===== STORED ROWS =====

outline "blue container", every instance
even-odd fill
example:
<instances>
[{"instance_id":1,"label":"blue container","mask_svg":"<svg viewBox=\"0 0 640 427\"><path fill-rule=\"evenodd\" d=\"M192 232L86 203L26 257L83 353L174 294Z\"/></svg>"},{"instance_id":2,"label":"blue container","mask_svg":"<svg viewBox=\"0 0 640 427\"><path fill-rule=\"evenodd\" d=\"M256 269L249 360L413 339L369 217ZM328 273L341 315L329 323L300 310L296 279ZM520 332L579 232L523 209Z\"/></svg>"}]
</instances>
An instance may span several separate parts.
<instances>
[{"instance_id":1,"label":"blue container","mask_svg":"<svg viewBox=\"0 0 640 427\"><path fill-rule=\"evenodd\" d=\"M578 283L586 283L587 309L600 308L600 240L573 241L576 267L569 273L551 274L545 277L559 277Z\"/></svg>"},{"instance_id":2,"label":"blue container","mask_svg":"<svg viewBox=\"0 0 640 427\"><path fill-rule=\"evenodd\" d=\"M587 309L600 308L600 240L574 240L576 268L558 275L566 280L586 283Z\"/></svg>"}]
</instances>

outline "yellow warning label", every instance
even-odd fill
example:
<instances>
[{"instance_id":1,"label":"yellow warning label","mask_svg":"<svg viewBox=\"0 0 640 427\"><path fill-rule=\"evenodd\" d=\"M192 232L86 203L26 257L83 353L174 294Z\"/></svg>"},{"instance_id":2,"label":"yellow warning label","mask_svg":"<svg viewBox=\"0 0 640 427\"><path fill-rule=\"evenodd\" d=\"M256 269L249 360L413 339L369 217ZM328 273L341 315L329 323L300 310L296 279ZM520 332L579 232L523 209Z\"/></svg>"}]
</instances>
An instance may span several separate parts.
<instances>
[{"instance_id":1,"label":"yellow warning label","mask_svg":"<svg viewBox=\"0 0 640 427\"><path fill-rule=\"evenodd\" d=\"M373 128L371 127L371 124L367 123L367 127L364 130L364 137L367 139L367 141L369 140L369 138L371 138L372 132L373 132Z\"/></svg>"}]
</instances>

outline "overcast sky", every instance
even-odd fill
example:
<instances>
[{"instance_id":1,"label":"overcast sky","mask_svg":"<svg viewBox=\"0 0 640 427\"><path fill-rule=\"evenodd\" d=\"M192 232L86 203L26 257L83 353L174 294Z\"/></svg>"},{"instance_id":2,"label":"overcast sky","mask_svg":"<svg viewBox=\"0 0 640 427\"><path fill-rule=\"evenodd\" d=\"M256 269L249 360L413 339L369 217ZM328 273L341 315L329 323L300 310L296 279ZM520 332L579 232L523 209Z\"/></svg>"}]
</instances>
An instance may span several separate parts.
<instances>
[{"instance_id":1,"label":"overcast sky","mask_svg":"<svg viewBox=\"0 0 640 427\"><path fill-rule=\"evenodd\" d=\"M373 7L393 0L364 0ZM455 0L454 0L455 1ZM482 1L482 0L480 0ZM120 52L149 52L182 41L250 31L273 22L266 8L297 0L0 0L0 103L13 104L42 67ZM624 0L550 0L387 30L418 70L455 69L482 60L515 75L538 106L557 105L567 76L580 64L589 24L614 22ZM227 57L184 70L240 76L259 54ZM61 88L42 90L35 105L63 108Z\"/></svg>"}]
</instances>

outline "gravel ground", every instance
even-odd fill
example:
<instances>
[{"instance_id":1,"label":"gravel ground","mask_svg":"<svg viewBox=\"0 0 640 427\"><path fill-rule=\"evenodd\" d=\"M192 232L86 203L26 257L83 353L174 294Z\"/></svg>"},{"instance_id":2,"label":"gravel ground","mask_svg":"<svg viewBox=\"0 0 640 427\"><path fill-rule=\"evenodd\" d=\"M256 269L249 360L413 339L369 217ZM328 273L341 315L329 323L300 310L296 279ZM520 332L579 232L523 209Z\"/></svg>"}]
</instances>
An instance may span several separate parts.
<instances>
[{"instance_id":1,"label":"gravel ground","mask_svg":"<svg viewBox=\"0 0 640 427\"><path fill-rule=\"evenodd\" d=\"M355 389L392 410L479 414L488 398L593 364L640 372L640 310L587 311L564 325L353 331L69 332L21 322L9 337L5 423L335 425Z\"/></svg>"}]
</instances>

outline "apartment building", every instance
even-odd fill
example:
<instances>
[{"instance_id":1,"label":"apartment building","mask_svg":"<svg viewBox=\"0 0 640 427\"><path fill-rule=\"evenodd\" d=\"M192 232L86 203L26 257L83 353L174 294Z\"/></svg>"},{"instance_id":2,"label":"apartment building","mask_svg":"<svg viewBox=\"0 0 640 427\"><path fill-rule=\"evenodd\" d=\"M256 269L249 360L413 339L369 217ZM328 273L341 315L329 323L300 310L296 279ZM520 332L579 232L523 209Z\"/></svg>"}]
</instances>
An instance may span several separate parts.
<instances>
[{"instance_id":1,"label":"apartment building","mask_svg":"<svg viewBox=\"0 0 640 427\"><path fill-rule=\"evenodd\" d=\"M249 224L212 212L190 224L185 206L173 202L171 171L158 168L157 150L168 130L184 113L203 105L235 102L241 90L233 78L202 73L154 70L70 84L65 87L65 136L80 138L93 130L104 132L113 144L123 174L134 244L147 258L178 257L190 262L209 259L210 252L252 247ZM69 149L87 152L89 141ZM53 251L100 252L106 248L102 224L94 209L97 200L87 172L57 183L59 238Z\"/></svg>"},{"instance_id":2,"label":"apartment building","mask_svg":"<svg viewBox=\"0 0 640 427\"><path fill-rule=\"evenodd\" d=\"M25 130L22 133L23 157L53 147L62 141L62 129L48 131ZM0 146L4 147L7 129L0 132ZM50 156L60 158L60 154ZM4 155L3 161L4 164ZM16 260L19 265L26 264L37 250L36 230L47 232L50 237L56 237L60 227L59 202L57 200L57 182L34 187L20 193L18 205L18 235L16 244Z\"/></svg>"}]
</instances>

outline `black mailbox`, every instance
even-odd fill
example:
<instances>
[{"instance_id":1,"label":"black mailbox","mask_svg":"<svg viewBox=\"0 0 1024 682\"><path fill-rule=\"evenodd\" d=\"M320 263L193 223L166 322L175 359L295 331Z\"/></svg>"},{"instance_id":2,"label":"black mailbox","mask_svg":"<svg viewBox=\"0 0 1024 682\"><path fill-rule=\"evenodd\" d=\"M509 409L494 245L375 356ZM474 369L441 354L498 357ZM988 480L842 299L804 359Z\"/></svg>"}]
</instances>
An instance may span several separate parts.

=====

• **SET PROBLEM**
Retype every entry word for word.

• **THE SOLUTION**
outline "blue container", every instance
even-odd fill
example:
<instances>
[{"instance_id":1,"label":"blue container","mask_svg":"<svg viewBox=\"0 0 640 427\"><path fill-rule=\"evenodd\" d=\"M192 232L86 203L26 257L83 353L174 294Z\"/></svg>"},{"instance_id":2,"label":"blue container","mask_svg":"<svg viewBox=\"0 0 640 427\"><path fill-rule=\"evenodd\" d=\"M256 269L249 360L413 339L369 217ZM328 273L341 315L329 323L300 310L296 279ZM520 332L579 232L523 209Z\"/></svg>"}]
</instances>
An instance may span several separate parts.
<instances>
[{"instance_id":1,"label":"blue container","mask_svg":"<svg viewBox=\"0 0 640 427\"><path fill-rule=\"evenodd\" d=\"M578 283L586 283L587 309L600 308L600 240L573 241L576 267L569 273L551 274L545 277L559 277Z\"/></svg>"},{"instance_id":2,"label":"blue container","mask_svg":"<svg viewBox=\"0 0 640 427\"><path fill-rule=\"evenodd\" d=\"M587 309L600 308L600 240L574 240L576 268L558 275L566 280L586 283Z\"/></svg>"}]
</instances>

outline "yellow warning label", every instance
even-odd fill
example:
<instances>
[{"instance_id":1,"label":"yellow warning label","mask_svg":"<svg viewBox=\"0 0 640 427\"><path fill-rule=\"evenodd\" d=\"M192 232L86 203L26 257L83 353L174 294Z\"/></svg>"},{"instance_id":2,"label":"yellow warning label","mask_svg":"<svg viewBox=\"0 0 640 427\"><path fill-rule=\"evenodd\" d=\"M256 269L249 360L413 339L369 217ZM328 273L341 315L329 323L300 310L296 279ZM520 332L579 232L523 209Z\"/></svg>"}]
</instances>
An instance may span several separate parts.
<instances>
[{"instance_id":1,"label":"yellow warning label","mask_svg":"<svg viewBox=\"0 0 640 427\"><path fill-rule=\"evenodd\" d=\"M373 128L371 127L371 124L367 123L367 127L364 130L364 137L367 139L367 141L369 140L369 138L371 138L372 132L373 132Z\"/></svg>"}]
</instances>

outline "overcast sky", every instance
even-odd fill
example:
<instances>
[{"instance_id":1,"label":"overcast sky","mask_svg":"<svg viewBox=\"0 0 640 427\"><path fill-rule=\"evenodd\" d=\"M192 232L86 203L26 257L83 353L174 294Z\"/></svg>"},{"instance_id":2,"label":"overcast sky","mask_svg":"<svg viewBox=\"0 0 640 427\"><path fill-rule=\"evenodd\" d=\"M256 269L249 360L413 339L369 217ZM328 273L341 315L329 323L300 310L296 279ZM520 332L579 232L523 209Z\"/></svg>"}]
</instances>
An instance may span several separate parts.
<instances>
[{"instance_id":1,"label":"overcast sky","mask_svg":"<svg viewBox=\"0 0 640 427\"><path fill-rule=\"evenodd\" d=\"M373 7L393 0L364 0ZM455 0L454 0L455 1ZM482 1L482 0L480 0ZM120 52L149 52L182 41L250 31L273 22L266 8L297 0L0 0L0 103L13 104L42 67ZM624 0L550 0L387 30L418 70L455 69L482 60L515 75L538 106L557 105L567 76L580 64L589 24L614 22ZM227 57L184 70L240 76L259 54ZM61 88L42 90L35 105L63 108Z\"/></svg>"}]
</instances>

outline "gravel ground", every instance
even-odd fill
example:
<instances>
[{"instance_id":1,"label":"gravel ground","mask_svg":"<svg viewBox=\"0 0 640 427\"><path fill-rule=\"evenodd\" d=\"M192 232L86 203L26 257L83 353L174 294Z\"/></svg>"},{"instance_id":2,"label":"gravel ground","mask_svg":"<svg viewBox=\"0 0 640 427\"><path fill-rule=\"evenodd\" d=\"M256 269L249 360L413 339L369 217ZM328 273L341 315L329 323L300 310L296 279ZM520 332L579 232L523 209Z\"/></svg>"}]
</instances>
An instance may span several separate parts.
<instances>
[{"instance_id":1,"label":"gravel ground","mask_svg":"<svg viewBox=\"0 0 640 427\"><path fill-rule=\"evenodd\" d=\"M355 389L392 410L479 414L488 398L593 364L640 372L640 310L587 311L564 325L353 331L69 332L21 322L9 337L5 423L335 425Z\"/></svg>"}]
</instances>

outline "apartment building", every instance
even-odd fill
example:
<instances>
[{"instance_id":1,"label":"apartment building","mask_svg":"<svg viewBox=\"0 0 640 427\"><path fill-rule=\"evenodd\" d=\"M192 232L86 203L26 257L83 353L174 294Z\"/></svg>"},{"instance_id":2,"label":"apartment building","mask_svg":"<svg viewBox=\"0 0 640 427\"><path fill-rule=\"evenodd\" d=\"M256 269L249 360L413 339L369 217ZM328 273L341 315L329 323L300 310L296 279ZM520 332L579 232L523 209Z\"/></svg>"}]
</instances>
An instance may span several separate parts.
<instances>
[{"instance_id":1,"label":"apartment building","mask_svg":"<svg viewBox=\"0 0 640 427\"><path fill-rule=\"evenodd\" d=\"M249 224L212 212L190 224L185 206L173 202L171 171L158 168L157 150L168 130L184 113L203 105L235 102L241 90L233 78L202 73L154 70L70 84L65 87L65 136L80 138L93 130L104 132L113 144L123 174L134 244L147 258L178 257L190 262L209 259L210 252L252 247ZM69 149L87 152L89 141ZM53 251L100 252L106 248L102 224L94 209L97 200L87 172L57 183L59 238Z\"/></svg>"},{"instance_id":2,"label":"apartment building","mask_svg":"<svg viewBox=\"0 0 640 427\"><path fill-rule=\"evenodd\" d=\"M25 130L22 133L23 157L53 147L62 141L62 129L48 131ZM0 146L4 147L7 129L0 132ZM50 156L60 158L60 154ZM4 155L3 161L4 164ZM16 260L19 265L26 264L37 250L36 230L47 232L50 237L56 237L60 227L59 202L57 200L57 182L34 187L20 193L18 205L18 235L16 244Z\"/></svg>"}]
</instances>

outline `black mailbox`, every instance
even-odd fill
example:
<instances>
[{"instance_id":1,"label":"black mailbox","mask_svg":"<svg viewBox=\"0 0 1024 682\"><path fill-rule=\"evenodd\" d=\"M320 263L193 223L166 322L175 359L295 331Z\"/></svg>"},{"instance_id":2,"label":"black mailbox","mask_svg":"<svg viewBox=\"0 0 1024 682\"><path fill-rule=\"evenodd\" d=\"M509 409L494 245L375 356ZM474 369L441 354L498 357ZM988 480L842 299L804 359Z\"/></svg>"}]
</instances>
An instance may span several separate parts.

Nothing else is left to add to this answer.